> _Description of the task_:
In the text on how COVID has changed false advertising rules, what kinds of products are plaintiffs' lawyers increasingly targeting with false advertising claims?

> _Page extract_:
How COVID Has Changed False Advertising Rules
What manufacturers should note: Plaintiffs’ lawyers are filing an increasing number of false advertising claims alleging that cleaning and sanitizing products do not do what they purport to do. While plaintiffs must still satisfy the existing legal standards for false advertising claims, these claims may lead some manufacturers to consider adjusting their marketing strategies.
Businesses across the country are facing challenges, including lawsuits, as they grapple with how COVID-19 has impacted their operations, work forces, and supply chains. The wave of litigation is rising, and it appears that no industry is immune. Schiff Hardin’s Coronavirus Task Force is publishing this series to identify of-the-moment issues and potential liabilities facing businesses as they begin to re-open, transform their processes, and face the new reality.

> _Record excerpts_:
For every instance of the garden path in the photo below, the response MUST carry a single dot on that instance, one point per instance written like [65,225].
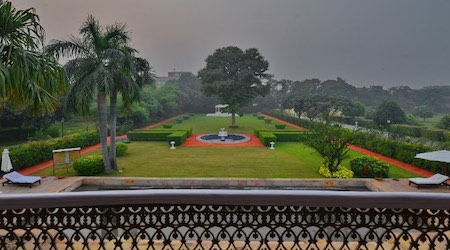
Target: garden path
[389,160]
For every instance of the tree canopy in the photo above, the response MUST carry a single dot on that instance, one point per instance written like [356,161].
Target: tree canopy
[29,78]
[235,77]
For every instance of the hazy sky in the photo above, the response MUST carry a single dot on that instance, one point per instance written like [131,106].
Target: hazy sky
[366,42]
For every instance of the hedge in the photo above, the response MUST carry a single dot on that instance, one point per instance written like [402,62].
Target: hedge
[148,135]
[32,153]
[400,150]
[266,138]
[178,137]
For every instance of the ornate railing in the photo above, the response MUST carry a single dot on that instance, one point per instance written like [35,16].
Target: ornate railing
[225,219]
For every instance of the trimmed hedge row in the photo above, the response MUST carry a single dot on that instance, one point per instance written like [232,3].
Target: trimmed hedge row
[417,131]
[400,150]
[266,136]
[177,135]
[32,153]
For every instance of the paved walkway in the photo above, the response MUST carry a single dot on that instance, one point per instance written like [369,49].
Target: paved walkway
[397,163]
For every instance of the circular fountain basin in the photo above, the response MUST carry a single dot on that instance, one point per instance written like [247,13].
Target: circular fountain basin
[228,139]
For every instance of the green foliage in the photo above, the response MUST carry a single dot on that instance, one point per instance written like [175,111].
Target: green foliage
[444,123]
[423,112]
[266,138]
[341,172]
[178,137]
[89,165]
[32,153]
[389,112]
[368,167]
[148,135]
[331,143]
[235,77]
[121,149]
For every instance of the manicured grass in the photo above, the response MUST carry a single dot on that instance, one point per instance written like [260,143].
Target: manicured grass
[202,124]
[155,159]
[73,127]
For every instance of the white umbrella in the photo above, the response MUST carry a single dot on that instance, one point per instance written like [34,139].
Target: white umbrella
[6,161]
[441,156]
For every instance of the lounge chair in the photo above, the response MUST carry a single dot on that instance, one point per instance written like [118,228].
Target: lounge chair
[435,180]
[17,178]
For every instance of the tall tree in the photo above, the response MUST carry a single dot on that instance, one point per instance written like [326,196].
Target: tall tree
[28,77]
[100,66]
[423,112]
[235,76]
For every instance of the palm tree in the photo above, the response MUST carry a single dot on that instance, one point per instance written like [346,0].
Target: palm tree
[28,77]
[132,73]
[102,65]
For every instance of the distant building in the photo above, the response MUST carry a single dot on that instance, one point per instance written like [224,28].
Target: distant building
[174,75]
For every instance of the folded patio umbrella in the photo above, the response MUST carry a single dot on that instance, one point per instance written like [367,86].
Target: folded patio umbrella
[6,161]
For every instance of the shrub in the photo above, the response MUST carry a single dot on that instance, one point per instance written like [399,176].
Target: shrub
[121,149]
[32,153]
[167,125]
[266,138]
[342,172]
[178,137]
[368,167]
[88,166]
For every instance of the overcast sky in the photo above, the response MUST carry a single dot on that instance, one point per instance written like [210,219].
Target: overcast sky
[366,42]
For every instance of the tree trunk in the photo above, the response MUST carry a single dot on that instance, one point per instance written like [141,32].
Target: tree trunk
[113,130]
[103,130]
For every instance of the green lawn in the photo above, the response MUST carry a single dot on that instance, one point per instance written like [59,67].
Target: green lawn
[202,124]
[155,159]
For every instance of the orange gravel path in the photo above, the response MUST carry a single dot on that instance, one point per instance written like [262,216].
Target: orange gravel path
[192,141]
[48,164]
[254,142]
[389,160]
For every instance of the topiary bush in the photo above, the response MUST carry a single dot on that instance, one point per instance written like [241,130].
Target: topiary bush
[368,167]
[89,166]
[121,149]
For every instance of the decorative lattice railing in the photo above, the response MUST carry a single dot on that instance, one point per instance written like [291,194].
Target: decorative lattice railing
[225,219]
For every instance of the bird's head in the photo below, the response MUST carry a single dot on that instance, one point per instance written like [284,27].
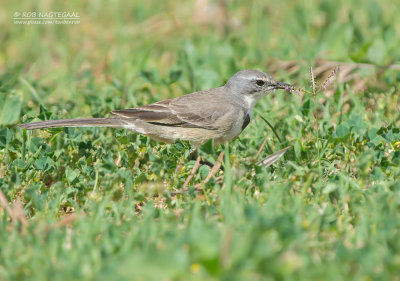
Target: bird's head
[253,84]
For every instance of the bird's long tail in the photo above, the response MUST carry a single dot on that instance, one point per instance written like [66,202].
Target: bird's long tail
[84,122]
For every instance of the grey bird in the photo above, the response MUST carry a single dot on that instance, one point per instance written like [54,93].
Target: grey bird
[220,113]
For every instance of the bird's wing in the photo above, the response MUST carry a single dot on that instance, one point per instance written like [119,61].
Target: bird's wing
[198,110]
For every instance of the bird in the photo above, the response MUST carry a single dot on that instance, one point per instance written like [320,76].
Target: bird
[220,113]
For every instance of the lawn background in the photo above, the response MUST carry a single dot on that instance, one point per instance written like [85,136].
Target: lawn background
[100,203]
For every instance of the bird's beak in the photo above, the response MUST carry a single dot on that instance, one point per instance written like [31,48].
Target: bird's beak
[280,85]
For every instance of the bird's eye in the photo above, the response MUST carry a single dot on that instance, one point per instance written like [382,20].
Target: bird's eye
[260,82]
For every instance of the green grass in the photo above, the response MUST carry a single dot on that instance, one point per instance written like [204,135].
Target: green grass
[328,210]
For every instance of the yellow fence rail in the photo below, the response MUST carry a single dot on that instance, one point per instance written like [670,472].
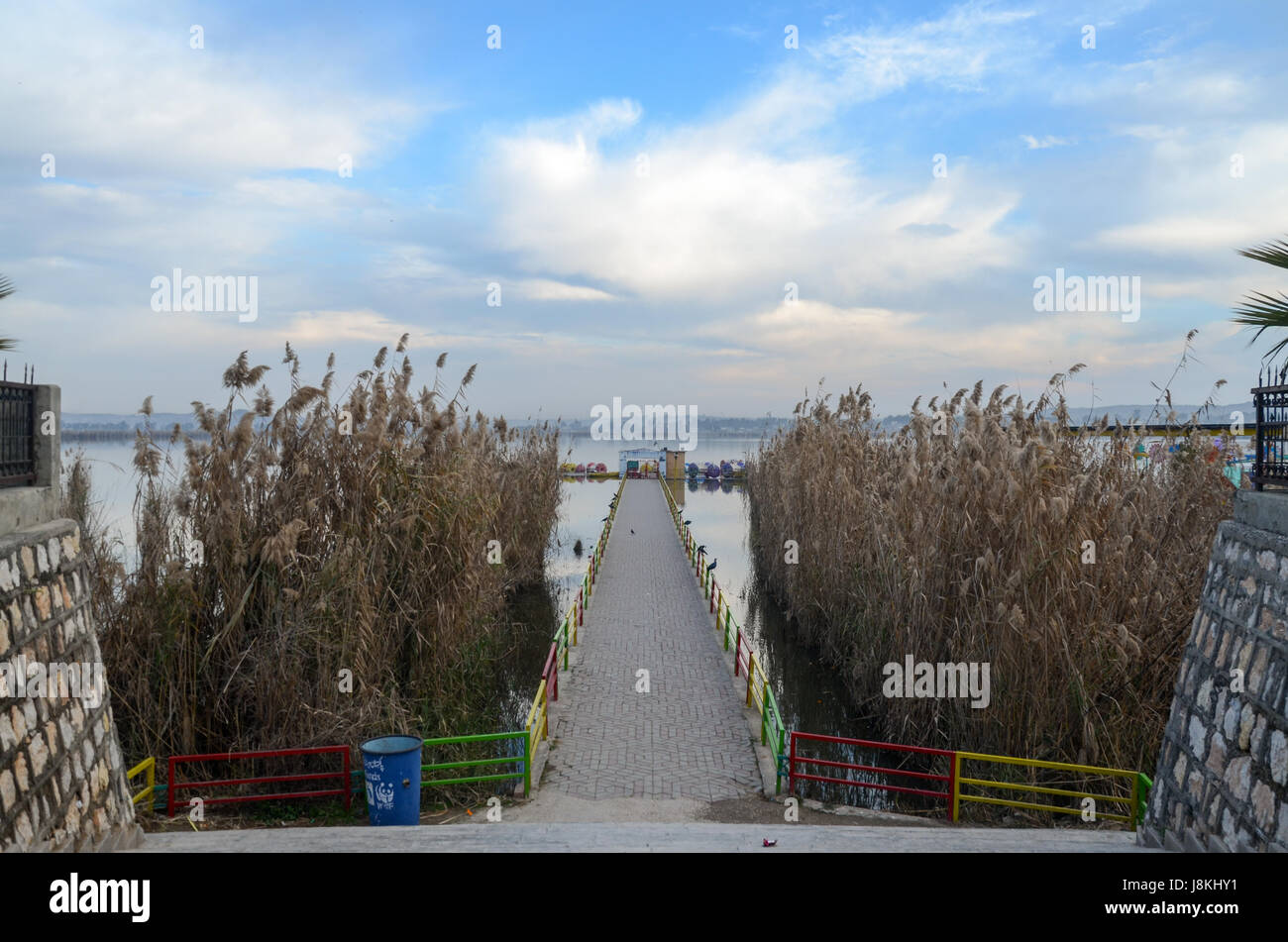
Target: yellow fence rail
[1133,799]
[147,767]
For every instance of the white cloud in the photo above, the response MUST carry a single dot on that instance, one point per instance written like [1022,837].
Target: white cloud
[1048,141]
[545,289]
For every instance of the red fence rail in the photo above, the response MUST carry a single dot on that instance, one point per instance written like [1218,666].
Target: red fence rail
[795,760]
[172,785]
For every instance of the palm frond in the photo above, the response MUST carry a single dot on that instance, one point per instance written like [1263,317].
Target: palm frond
[1263,312]
[1271,253]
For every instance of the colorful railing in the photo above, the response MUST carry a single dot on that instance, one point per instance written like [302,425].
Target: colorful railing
[760,696]
[343,790]
[537,725]
[1134,800]
[795,760]
[746,663]
[523,775]
[954,783]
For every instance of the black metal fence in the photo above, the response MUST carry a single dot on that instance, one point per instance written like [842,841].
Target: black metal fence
[17,434]
[1270,399]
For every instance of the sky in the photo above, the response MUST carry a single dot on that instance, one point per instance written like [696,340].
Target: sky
[719,205]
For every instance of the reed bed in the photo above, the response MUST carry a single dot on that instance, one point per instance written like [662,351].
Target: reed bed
[964,537]
[326,536]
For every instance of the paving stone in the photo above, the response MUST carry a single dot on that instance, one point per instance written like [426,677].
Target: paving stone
[687,738]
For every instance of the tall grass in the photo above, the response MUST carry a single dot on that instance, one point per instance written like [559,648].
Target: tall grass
[970,546]
[329,534]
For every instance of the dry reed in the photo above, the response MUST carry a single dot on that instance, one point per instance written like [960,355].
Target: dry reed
[970,546]
[320,537]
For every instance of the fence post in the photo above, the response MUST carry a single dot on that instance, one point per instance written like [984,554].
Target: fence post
[348,784]
[954,785]
[791,767]
[778,756]
[527,764]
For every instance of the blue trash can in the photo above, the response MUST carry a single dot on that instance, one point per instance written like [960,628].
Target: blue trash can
[391,769]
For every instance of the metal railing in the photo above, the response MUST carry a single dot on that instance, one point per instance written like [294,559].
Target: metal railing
[149,767]
[523,775]
[537,725]
[1270,401]
[343,790]
[948,795]
[17,434]
[746,662]
[1134,799]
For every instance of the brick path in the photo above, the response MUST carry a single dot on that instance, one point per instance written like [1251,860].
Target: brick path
[687,736]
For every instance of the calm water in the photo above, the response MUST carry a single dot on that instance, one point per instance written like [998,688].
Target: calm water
[811,696]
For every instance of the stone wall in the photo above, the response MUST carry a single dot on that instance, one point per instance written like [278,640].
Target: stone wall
[1222,782]
[62,775]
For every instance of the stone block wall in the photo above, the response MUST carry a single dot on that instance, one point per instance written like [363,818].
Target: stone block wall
[62,775]
[1222,783]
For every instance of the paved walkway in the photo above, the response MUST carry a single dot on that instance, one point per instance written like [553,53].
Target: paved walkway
[687,736]
[691,837]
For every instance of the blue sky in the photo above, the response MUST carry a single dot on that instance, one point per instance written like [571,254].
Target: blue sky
[522,166]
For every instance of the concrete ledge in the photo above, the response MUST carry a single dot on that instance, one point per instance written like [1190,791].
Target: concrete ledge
[1265,510]
[24,507]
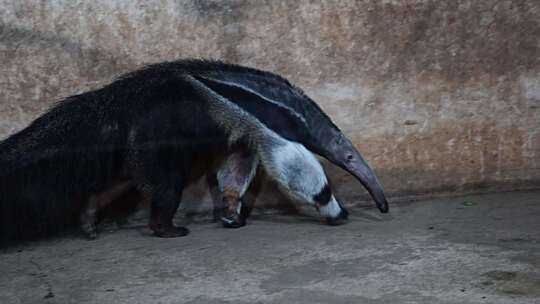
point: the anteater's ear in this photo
(272, 113)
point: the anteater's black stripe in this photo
(323, 197)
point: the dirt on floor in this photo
(473, 249)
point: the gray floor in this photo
(474, 249)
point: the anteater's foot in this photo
(91, 235)
(169, 231)
(88, 226)
(233, 221)
(218, 213)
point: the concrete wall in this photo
(440, 96)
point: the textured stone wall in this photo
(440, 96)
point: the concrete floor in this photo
(474, 249)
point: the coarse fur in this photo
(145, 126)
(294, 167)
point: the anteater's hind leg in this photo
(96, 202)
(161, 176)
(234, 176)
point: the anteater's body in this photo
(147, 126)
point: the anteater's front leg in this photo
(234, 177)
(98, 201)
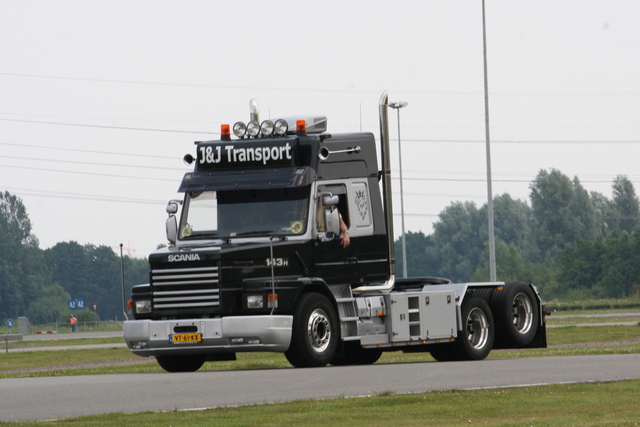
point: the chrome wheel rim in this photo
(319, 330)
(522, 313)
(477, 328)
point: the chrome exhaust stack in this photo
(383, 108)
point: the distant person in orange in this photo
(73, 321)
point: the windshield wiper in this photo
(259, 233)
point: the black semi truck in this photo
(284, 243)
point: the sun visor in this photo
(248, 180)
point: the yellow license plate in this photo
(185, 338)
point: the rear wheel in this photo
(475, 340)
(186, 363)
(354, 354)
(314, 336)
(517, 314)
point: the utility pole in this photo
(492, 242)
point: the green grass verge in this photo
(573, 341)
(609, 404)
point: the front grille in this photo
(185, 288)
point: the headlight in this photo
(255, 301)
(143, 306)
(281, 127)
(266, 128)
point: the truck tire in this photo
(186, 363)
(475, 340)
(516, 313)
(314, 335)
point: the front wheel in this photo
(517, 314)
(187, 363)
(314, 336)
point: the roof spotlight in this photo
(239, 129)
(253, 128)
(281, 127)
(266, 128)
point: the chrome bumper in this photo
(235, 334)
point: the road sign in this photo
(76, 304)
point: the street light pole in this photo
(397, 106)
(492, 242)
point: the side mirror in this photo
(330, 200)
(332, 222)
(172, 229)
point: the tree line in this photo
(569, 242)
(39, 283)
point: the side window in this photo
(360, 207)
(339, 190)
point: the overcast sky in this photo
(100, 100)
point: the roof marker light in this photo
(225, 134)
(281, 127)
(253, 129)
(266, 128)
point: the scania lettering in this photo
(283, 242)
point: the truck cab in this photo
(283, 241)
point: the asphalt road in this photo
(46, 398)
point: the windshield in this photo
(245, 213)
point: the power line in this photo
(290, 89)
(80, 196)
(78, 150)
(108, 127)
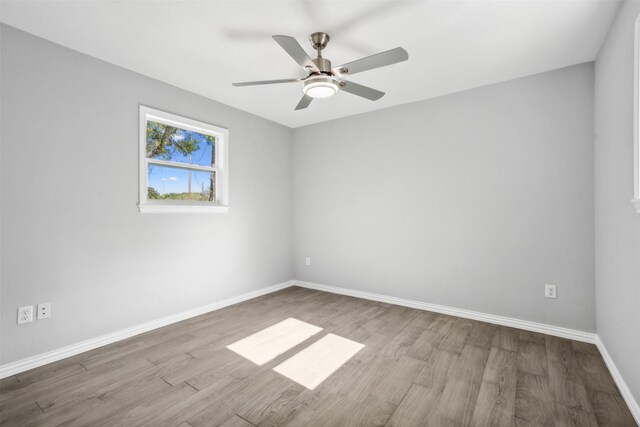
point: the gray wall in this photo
(474, 200)
(617, 224)
(71, 231)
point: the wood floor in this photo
(417, 369)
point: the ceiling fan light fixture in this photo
(320, 87)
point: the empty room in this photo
(320, 213)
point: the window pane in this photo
(165, 183)
(170, 143)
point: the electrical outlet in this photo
(550, 291)
(25, 314)
(44, 310)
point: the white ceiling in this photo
(204, 46)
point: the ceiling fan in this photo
(324, 81)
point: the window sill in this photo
(153, 208)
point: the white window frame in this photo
(221, 168)
(636, 132)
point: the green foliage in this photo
(152, 193)
(197, 197)
(164, 141)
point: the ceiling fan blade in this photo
(378, 60)
(363, 91)
(304, 102)
(293, 48)
(266, 82)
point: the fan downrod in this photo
(319, 40)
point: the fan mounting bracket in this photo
(319, 40)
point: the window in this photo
(183, 164)
(636, 136)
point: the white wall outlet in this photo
(550, 291)
(25, 314)
(44, 310)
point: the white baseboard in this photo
(622, 386)
(68, 351)
(71, 350)
(499, 320)
(452, 311)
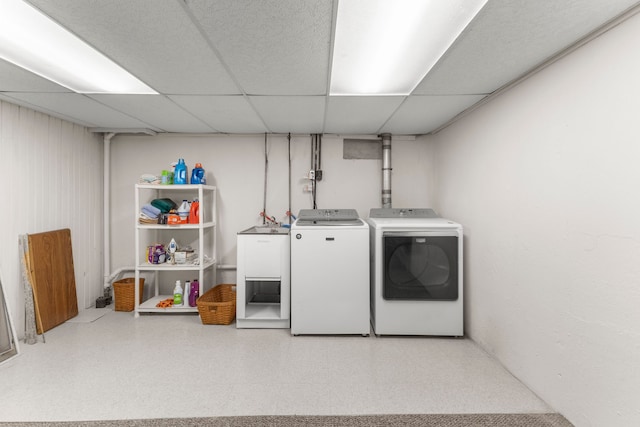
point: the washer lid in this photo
(402, 213)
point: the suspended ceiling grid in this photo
(247, 66)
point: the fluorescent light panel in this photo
(33, 41)
(386, 47)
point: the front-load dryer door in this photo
(420, 267)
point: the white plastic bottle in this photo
(183, 211)
(177, 294)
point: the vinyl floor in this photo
(114, 366)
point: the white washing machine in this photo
(329, 273)
(416, 273)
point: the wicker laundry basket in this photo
(124, 293)
(217, 306)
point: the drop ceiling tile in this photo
(227, 114)
(508, 38)
(76, 108)
(157, 110)
(273, 47)
(295, 114)
(16, 79)
(423, 114)
(154, 40)
(359, 115)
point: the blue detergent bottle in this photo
(180, 176)
(198, 175)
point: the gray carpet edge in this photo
(423, 420)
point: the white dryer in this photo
(329, 273)
(416, 273)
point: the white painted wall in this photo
(545, 179)
(52, 173)
(235, 164)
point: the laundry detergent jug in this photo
(198, 175)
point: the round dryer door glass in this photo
(421, 268)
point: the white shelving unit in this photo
(201, 237)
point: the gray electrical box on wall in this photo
(362, 149)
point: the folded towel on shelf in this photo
(151, 211)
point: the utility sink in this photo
(265, 229)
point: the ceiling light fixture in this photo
(386, 47)
(31, 40)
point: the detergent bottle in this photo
(198, 175)
(187, 291)
(177, 294)
(180, 176)
(194, 212)
(194, 293)
(183, 212)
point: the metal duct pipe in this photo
(106, 194)
(386, 170)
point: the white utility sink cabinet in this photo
(263, 283)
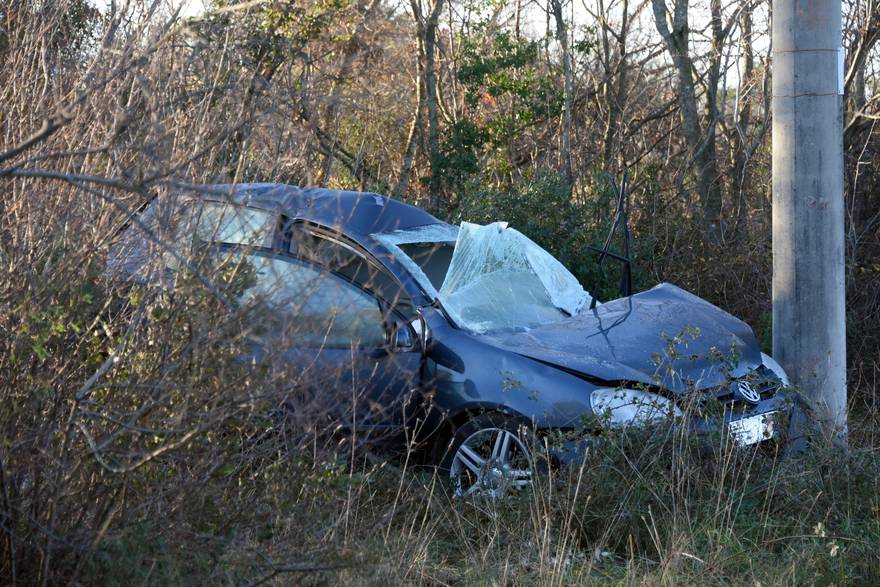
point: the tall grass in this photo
(135, 450)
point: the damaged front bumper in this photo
(768, 421)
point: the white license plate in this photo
(754, 429)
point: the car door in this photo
(356, 360)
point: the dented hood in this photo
(664, 336)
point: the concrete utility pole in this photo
(808, 241)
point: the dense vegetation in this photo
(132, 450)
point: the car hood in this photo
(665, 336)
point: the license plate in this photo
(753, 429)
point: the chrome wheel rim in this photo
(491, 463)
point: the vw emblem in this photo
(746, 392)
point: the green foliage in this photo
(540, 206)
(506, 90)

> _Result of this exercise_:
Cleaning and sanitizing products.